__Directions__
When the line containing "formatted like [131,206]." is found in the data below, copy it and each line after it through the line containing "formatted like [194,53].", exactly and with no others.
______________________________
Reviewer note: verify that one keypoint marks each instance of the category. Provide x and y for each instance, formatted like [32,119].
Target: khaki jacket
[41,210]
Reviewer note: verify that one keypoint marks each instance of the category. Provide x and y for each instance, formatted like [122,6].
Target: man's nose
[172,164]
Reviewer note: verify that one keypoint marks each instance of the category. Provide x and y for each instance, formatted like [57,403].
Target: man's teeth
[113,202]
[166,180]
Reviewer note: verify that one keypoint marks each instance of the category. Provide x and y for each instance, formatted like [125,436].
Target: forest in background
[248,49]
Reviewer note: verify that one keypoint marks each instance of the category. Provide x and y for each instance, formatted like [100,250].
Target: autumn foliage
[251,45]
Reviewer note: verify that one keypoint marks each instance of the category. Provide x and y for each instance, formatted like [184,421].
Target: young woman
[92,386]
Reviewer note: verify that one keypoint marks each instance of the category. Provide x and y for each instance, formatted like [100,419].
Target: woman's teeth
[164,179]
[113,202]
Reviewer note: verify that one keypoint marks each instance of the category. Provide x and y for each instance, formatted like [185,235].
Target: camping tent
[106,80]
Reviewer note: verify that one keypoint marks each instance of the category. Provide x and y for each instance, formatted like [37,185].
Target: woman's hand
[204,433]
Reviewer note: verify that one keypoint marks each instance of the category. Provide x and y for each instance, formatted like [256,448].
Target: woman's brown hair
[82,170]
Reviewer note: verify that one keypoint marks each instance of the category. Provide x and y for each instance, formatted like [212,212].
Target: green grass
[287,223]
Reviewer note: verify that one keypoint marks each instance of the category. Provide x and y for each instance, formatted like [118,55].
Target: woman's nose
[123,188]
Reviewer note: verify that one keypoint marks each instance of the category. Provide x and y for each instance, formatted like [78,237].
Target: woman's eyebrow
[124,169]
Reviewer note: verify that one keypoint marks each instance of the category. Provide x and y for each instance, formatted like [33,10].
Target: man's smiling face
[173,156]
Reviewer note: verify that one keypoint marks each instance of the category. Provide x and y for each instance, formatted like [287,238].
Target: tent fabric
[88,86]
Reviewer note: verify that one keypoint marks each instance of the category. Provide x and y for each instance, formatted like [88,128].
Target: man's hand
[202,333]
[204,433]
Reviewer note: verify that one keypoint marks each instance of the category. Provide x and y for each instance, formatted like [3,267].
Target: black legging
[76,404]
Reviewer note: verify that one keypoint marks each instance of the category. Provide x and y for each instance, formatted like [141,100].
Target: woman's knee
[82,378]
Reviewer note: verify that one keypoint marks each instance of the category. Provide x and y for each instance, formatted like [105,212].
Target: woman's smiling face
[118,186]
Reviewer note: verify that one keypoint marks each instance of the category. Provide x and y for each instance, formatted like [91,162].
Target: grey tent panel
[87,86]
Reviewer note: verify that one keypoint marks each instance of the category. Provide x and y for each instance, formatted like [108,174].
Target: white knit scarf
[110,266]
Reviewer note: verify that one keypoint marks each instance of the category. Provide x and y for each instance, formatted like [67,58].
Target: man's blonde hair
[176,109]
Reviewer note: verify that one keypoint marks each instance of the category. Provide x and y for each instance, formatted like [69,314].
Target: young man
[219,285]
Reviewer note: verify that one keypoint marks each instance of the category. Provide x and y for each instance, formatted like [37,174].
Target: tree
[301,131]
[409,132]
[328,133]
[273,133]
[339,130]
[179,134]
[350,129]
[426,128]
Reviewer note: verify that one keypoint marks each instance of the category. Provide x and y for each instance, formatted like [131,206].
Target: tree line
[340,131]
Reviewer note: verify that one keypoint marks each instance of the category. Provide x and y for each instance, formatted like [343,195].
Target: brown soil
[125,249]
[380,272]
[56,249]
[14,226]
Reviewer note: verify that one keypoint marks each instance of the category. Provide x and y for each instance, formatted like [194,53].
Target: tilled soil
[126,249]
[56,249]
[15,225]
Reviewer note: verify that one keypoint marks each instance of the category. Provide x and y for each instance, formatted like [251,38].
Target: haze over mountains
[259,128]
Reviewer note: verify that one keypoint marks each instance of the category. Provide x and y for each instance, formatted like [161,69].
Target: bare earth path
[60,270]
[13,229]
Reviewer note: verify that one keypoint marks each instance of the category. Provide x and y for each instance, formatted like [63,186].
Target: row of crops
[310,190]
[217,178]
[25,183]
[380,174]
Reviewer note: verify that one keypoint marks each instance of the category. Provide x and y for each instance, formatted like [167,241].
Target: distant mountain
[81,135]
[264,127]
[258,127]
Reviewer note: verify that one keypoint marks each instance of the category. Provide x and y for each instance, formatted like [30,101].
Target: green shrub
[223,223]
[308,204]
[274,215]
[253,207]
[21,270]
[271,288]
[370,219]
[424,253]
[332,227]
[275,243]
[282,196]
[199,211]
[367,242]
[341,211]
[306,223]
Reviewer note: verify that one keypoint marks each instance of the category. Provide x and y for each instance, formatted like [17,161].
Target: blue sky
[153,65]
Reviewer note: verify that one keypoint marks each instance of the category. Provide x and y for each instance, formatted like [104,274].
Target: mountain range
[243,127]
______________________________
__Task output__
Reviewer note: verify that one keypoint marks each instance of the category. Provide x and y for each instance, formatted like [131,206].
Target: tree line
[340,131]
Reviewer note: verify that one keypoint marks each instance of the category. Provide x and y for each instance, formatted like [343,195].
Target: brown soil
[125,249]
[380,272]
[56,249]
[14,226]
Reviewer note: verify that one keypoint marks each instance of the category. Provide x and y for each instance, formatted like [194,53].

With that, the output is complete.